Y Blew (The Hairs) was a Welsh rock band founded in 1967. Although short lived, having pressed and released just one single, the band are recognized as the first rock band to sing in Welsh.[1]

Formed in 1967 by five students from the University of Aberystwyth: Maldwyn Pate (vocals), Richard Lloyd (lead guitar), Dafydd Evans (bass guitar), Dave Williams (keyboards) and Geraint Evans (drums). The band took their name ("The Hairs" in English) from the long-haired fashion that was popular at the time.

The band raised £2,000 to support their recording and touring, and played their first gig in the Memorial Hall at Talybont at Easter 1967. The band took their music on the road that year with three tours, including playing at the National Eisteddfod in Bala.

In summer 1967 they released their one and only single, Maes B. The band ensured their gigs were well publicised, and as well as distinctive posters and flyers they used billboards to advertise themselves. Despite disbanding in the autumn of that year, their place in Welsh music history was secured and artefacts by the band are now in the possession of the National Library of Wales and the Museum of Wales.[2]


In the 1960s music in the Welsh language was still largely influenced by male voice choirs, chapel and traditional Noson Lawen singing. The pop music that did exist in Welsh was generally light acoustic folk music having little in common with the current fashions in Anglo-American pop and rock releases.

Provided records ::
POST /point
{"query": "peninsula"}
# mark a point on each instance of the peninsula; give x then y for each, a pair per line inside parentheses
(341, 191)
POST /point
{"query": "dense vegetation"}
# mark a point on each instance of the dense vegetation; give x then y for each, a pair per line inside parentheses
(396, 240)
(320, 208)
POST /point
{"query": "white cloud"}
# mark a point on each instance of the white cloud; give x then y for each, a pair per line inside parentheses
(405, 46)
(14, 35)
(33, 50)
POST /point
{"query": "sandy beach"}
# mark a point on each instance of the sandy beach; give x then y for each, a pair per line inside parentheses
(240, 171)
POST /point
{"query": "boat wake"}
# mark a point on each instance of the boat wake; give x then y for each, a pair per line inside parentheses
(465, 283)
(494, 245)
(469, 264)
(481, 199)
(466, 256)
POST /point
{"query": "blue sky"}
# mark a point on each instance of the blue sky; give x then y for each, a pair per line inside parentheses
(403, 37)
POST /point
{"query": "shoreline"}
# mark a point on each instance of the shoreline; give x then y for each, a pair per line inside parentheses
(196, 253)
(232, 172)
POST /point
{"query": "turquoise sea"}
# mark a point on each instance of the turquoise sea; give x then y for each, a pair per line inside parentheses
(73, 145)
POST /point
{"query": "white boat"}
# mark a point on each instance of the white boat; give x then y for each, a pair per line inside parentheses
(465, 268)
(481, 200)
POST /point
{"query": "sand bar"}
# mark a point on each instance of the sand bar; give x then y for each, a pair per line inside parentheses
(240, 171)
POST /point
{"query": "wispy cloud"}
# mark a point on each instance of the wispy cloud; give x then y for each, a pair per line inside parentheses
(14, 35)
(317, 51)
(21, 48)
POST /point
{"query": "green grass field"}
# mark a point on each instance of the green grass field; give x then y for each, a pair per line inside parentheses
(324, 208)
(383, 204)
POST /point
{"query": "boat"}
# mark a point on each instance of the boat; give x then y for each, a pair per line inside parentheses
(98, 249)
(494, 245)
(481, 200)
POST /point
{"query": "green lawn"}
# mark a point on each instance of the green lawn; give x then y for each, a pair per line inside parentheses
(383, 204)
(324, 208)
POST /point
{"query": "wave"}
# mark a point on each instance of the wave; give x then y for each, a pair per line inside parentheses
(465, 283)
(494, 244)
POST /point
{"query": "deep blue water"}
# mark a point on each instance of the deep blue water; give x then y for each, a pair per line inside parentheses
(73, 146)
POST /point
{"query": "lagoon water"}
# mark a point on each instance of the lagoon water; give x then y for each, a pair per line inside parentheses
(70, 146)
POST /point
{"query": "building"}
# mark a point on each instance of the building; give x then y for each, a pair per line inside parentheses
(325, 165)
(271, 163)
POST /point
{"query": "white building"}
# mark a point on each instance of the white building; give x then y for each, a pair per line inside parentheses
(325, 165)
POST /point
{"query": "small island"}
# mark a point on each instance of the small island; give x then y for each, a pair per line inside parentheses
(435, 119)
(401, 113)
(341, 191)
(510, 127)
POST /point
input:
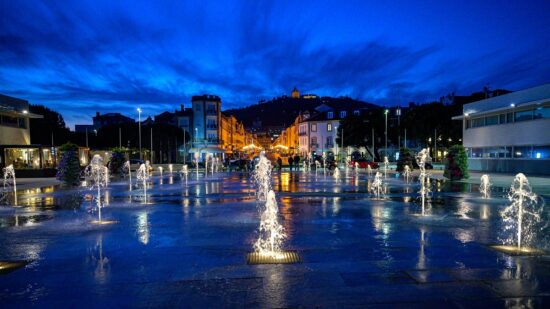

Given request 1 ::
According to the passage on Y Blew, where and when did the band play its first gig?
Given request 2 ::
Using the passage on Y Blew, explain why the band chose its name.
Given request 3 ::
Reproduce the passage on Y Blew from "In the 1960s" to "and rock releases.".

Expected answer 1 ::
The band played its first gig in the Memorial Hall at Talybont at Easter 1967.

Expected answer 2 ::
The band took its name, which means "The Hairs" in English, from the long-haired fashion that was popular at the time.

Expected answer 3 ::
In the 1960s music in the Welsh language was still largely influenced by male voice choirs, chapel and traditional Noson Lawen singing. The pop music that did exist in Welsh was generally light acoustic folk music having little in common with the current fashions in Anglo-American pop and rock releases.